# EXERCISE REQUIREMENTS:
Which lines in the records below hold the word "foliage"? Copy each of them.

# EXCERPTED DATA:

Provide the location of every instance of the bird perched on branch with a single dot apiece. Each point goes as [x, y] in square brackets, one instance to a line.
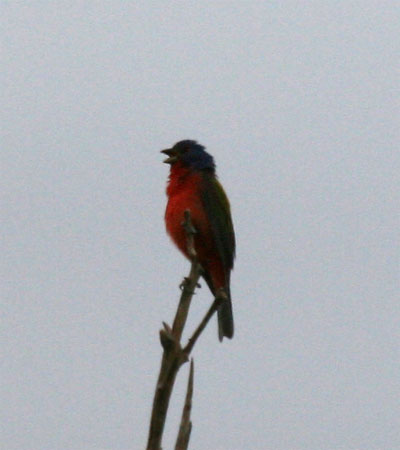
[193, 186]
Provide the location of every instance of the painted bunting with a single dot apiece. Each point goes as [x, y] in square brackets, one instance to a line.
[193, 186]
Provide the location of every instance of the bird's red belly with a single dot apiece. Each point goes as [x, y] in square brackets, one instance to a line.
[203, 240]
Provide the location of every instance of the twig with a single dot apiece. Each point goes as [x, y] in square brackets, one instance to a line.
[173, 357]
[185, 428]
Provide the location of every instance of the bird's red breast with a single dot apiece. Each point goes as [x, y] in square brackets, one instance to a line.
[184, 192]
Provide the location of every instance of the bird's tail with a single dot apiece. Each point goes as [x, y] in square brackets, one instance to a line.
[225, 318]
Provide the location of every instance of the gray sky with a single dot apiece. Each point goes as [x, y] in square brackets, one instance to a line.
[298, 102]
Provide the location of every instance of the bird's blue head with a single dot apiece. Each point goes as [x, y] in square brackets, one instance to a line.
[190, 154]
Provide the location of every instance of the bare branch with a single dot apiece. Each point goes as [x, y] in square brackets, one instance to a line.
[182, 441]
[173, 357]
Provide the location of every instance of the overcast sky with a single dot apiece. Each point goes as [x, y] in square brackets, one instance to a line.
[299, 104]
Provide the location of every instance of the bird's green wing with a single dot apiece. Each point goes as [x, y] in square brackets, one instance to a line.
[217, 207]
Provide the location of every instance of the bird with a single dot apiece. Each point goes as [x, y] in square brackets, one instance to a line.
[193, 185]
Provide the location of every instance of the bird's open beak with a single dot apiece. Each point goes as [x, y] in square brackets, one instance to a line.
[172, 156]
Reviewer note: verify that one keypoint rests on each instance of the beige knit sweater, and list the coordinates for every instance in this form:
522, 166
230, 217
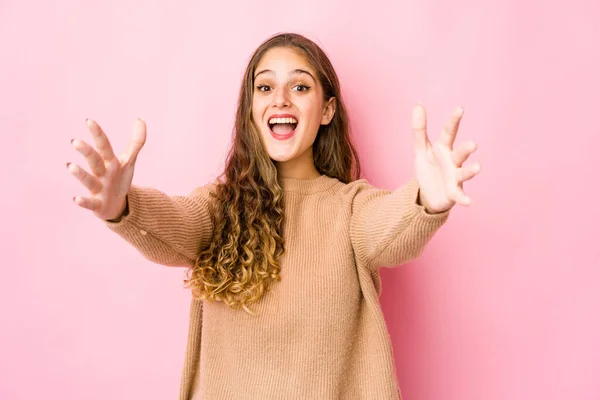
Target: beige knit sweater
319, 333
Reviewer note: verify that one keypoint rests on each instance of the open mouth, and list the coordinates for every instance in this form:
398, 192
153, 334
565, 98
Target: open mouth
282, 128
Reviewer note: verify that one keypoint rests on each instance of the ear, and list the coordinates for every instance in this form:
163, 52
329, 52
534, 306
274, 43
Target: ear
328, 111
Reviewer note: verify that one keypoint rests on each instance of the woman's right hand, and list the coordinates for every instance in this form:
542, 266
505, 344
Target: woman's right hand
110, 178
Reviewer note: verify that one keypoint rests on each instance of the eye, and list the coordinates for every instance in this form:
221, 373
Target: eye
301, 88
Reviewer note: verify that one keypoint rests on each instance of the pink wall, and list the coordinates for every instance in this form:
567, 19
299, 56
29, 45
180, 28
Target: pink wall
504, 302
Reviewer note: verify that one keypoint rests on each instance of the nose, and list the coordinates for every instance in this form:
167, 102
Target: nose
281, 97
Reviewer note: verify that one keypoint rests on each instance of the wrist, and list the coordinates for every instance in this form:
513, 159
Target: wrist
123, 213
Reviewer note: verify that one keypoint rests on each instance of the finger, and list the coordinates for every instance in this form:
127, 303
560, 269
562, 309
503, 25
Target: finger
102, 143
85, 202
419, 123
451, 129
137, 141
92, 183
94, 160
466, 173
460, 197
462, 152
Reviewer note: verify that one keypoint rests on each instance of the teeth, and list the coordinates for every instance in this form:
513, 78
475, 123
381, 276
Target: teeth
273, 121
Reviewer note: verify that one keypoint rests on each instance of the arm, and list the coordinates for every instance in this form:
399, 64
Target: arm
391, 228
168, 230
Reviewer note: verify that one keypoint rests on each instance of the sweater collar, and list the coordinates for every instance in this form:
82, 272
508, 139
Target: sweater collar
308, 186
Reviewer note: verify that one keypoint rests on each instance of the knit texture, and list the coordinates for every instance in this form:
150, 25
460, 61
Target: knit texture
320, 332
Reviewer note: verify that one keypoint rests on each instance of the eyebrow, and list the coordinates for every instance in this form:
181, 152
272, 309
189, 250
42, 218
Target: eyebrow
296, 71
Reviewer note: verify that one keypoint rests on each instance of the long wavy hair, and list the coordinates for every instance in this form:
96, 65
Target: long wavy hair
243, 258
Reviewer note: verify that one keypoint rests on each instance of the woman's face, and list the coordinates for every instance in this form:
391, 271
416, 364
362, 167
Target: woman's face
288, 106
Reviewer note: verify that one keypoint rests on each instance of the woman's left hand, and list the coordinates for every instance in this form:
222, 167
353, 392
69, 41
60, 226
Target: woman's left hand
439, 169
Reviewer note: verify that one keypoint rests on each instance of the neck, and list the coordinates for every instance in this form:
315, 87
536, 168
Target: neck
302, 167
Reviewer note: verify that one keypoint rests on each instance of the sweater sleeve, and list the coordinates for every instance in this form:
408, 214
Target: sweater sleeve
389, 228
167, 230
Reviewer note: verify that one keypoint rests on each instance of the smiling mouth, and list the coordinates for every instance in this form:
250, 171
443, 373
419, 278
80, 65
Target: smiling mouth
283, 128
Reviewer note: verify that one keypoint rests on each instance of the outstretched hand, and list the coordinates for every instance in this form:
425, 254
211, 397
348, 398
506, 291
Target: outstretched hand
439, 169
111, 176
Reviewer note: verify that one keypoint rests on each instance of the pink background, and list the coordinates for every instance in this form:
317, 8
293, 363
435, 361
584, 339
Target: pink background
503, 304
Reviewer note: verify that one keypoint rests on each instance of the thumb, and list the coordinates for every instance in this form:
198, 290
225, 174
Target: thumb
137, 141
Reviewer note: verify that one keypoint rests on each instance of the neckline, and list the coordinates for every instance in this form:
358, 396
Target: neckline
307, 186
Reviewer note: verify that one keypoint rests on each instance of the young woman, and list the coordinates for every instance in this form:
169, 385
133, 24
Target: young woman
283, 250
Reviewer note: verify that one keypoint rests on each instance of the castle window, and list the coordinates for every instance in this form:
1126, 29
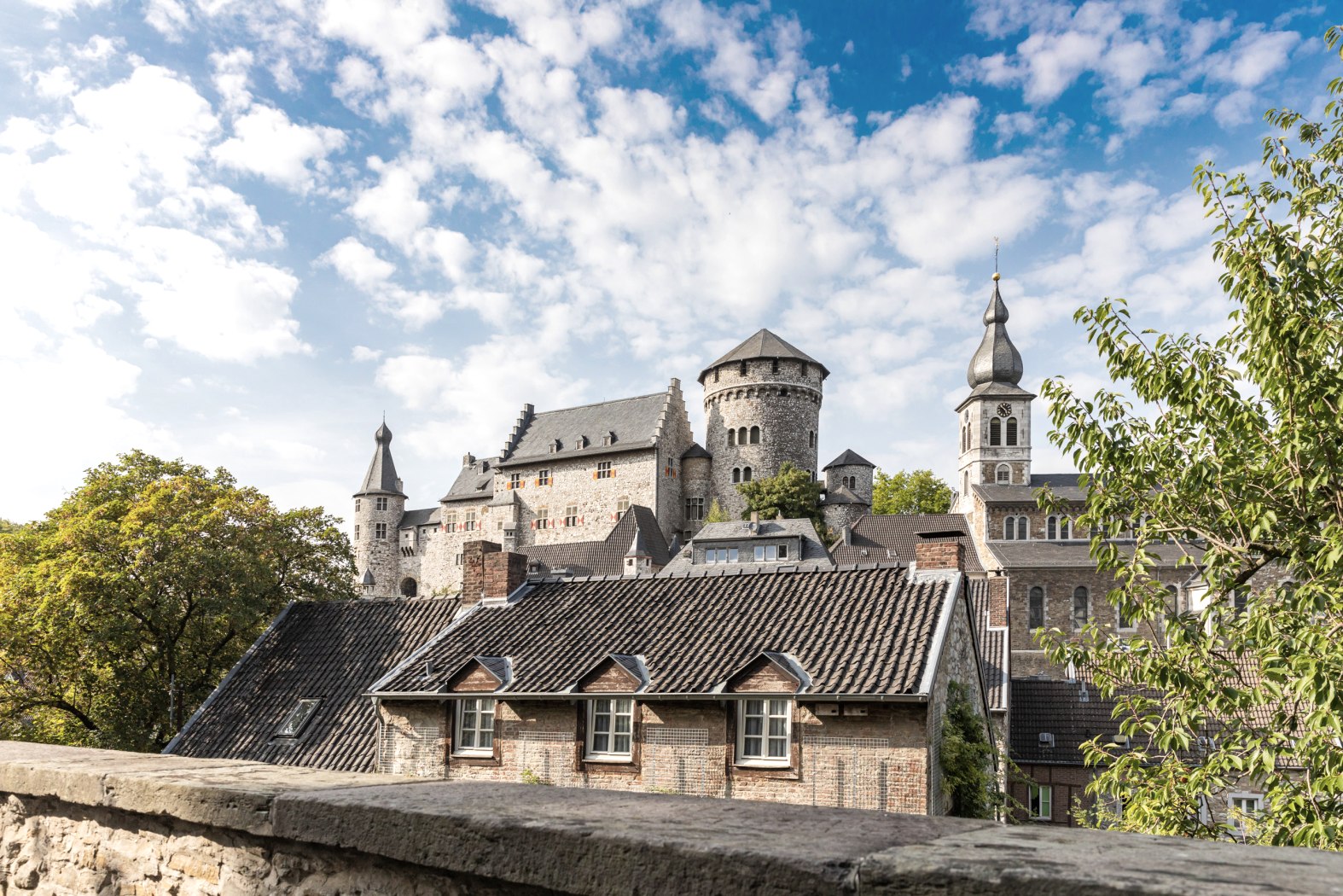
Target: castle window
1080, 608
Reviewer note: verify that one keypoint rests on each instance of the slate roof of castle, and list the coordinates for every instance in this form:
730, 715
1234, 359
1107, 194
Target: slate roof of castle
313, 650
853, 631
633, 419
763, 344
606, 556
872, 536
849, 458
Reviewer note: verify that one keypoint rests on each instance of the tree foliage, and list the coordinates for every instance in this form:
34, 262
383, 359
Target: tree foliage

---

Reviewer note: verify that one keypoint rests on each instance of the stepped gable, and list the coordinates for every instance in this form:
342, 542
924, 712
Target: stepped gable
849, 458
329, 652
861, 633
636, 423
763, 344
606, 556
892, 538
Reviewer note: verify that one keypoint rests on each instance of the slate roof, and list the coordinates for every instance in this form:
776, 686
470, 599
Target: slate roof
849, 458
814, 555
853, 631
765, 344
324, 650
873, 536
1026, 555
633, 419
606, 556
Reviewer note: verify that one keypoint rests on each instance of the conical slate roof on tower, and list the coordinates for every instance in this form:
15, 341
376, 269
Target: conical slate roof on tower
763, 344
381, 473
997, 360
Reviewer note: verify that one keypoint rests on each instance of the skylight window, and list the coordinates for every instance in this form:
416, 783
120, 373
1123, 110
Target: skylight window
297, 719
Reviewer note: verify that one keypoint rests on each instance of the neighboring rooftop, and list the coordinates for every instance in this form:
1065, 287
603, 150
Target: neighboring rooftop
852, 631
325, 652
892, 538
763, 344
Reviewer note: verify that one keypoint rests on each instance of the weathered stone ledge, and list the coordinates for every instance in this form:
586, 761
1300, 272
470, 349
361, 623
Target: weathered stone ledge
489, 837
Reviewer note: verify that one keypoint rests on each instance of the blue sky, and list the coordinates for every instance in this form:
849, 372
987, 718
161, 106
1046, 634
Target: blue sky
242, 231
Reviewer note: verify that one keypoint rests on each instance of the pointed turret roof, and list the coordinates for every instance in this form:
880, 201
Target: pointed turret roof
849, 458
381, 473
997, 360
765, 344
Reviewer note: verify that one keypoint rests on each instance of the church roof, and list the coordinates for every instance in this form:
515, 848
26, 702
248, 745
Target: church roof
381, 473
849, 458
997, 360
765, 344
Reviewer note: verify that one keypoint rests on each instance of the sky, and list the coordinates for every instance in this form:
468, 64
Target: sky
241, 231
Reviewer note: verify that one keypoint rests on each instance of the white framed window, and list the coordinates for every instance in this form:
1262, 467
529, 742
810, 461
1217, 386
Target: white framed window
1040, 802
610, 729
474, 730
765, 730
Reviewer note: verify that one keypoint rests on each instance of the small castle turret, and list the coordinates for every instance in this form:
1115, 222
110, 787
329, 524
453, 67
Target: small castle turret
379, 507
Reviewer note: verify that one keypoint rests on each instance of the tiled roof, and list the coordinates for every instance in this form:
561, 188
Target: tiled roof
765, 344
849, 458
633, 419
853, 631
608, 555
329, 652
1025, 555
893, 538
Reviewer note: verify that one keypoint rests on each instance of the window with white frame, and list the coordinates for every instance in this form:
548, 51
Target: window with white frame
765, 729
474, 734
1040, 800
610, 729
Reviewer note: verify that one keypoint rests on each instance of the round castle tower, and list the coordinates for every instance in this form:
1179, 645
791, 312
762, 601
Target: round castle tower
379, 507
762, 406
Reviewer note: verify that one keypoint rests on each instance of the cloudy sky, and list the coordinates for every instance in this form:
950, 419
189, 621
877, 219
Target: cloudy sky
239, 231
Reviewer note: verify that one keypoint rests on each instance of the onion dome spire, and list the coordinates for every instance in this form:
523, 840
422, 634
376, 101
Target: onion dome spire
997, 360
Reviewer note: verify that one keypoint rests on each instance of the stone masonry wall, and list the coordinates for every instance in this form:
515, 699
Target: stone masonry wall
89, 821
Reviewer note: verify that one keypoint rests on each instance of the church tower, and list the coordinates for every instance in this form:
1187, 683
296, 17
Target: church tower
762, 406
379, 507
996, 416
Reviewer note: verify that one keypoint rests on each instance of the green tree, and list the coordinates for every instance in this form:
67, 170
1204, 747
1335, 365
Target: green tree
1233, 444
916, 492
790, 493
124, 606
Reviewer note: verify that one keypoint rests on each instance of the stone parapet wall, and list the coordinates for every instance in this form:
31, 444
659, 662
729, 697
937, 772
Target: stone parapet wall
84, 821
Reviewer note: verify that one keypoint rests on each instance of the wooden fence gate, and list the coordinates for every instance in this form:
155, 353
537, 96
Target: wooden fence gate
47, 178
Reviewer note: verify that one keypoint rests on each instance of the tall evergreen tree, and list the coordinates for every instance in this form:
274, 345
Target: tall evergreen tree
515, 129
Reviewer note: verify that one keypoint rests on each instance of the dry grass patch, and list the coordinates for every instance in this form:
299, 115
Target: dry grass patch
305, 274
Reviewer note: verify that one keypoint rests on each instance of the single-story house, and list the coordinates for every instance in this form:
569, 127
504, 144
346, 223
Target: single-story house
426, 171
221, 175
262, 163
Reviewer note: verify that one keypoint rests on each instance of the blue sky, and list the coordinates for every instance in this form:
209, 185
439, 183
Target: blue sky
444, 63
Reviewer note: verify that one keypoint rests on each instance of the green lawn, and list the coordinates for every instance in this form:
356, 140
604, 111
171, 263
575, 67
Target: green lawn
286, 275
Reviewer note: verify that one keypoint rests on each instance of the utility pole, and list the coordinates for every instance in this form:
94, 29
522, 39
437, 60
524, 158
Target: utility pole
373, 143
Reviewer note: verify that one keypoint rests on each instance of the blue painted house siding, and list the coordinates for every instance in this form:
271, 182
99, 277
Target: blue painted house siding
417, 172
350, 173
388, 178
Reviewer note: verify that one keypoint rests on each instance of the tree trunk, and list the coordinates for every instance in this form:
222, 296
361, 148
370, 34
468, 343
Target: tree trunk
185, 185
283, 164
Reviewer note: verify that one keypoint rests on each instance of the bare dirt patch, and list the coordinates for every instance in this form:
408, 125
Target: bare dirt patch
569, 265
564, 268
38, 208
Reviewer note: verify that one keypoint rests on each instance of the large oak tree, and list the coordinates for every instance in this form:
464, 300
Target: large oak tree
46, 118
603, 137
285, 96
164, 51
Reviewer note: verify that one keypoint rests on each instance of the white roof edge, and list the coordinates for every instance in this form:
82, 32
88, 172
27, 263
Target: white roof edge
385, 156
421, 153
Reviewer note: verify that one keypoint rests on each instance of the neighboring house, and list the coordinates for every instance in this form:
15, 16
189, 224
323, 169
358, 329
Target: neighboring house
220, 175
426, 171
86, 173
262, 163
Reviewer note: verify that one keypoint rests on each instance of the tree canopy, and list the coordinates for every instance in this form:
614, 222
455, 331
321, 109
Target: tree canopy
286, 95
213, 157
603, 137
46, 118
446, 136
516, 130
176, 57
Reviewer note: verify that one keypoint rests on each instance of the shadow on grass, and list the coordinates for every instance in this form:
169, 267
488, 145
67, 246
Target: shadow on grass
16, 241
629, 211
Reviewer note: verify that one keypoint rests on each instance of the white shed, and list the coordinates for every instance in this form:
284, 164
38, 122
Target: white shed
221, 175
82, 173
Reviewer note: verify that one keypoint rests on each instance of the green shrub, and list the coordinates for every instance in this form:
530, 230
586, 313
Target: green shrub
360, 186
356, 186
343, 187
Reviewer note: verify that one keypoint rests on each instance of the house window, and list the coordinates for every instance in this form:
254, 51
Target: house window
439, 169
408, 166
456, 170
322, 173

--

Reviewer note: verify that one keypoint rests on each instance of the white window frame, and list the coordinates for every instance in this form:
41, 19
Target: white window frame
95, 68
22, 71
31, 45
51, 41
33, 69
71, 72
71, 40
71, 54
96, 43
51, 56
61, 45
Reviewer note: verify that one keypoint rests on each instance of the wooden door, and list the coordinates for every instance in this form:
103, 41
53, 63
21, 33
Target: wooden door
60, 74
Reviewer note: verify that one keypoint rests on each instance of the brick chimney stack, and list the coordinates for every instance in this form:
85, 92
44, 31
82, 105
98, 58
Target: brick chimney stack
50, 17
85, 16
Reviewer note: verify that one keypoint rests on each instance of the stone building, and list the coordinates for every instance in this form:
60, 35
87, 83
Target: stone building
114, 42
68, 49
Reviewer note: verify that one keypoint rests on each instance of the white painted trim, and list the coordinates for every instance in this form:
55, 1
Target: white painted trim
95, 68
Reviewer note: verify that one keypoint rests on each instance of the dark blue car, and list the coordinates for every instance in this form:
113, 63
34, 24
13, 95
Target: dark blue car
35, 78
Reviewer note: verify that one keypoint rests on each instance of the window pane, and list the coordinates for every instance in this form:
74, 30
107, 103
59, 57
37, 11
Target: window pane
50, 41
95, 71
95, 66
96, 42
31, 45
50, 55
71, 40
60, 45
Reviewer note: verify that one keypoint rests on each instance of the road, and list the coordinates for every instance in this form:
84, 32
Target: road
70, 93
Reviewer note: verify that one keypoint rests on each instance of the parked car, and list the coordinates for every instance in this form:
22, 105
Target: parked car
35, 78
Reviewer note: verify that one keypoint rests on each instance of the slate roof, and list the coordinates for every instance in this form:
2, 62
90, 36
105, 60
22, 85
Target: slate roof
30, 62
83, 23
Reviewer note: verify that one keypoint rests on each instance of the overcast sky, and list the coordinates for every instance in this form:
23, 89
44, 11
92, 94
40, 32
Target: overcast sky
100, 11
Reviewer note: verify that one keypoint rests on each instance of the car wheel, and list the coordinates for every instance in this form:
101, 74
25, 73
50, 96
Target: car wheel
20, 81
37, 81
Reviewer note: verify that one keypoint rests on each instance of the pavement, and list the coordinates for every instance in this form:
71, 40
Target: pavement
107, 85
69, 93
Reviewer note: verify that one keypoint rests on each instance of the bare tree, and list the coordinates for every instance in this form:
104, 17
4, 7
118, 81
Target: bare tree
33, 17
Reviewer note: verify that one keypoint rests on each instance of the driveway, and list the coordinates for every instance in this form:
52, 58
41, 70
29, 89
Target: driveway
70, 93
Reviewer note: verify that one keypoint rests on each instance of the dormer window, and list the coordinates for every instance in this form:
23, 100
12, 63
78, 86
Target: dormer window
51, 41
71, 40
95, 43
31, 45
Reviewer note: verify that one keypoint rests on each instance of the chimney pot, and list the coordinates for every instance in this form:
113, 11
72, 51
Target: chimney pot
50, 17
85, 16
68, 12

# TASK OUTPUT:
Reviewer note: verify that one keypoint rests on each instance of the tree foliage, and list the coordinates for every instance in this form:
Target: tree foliage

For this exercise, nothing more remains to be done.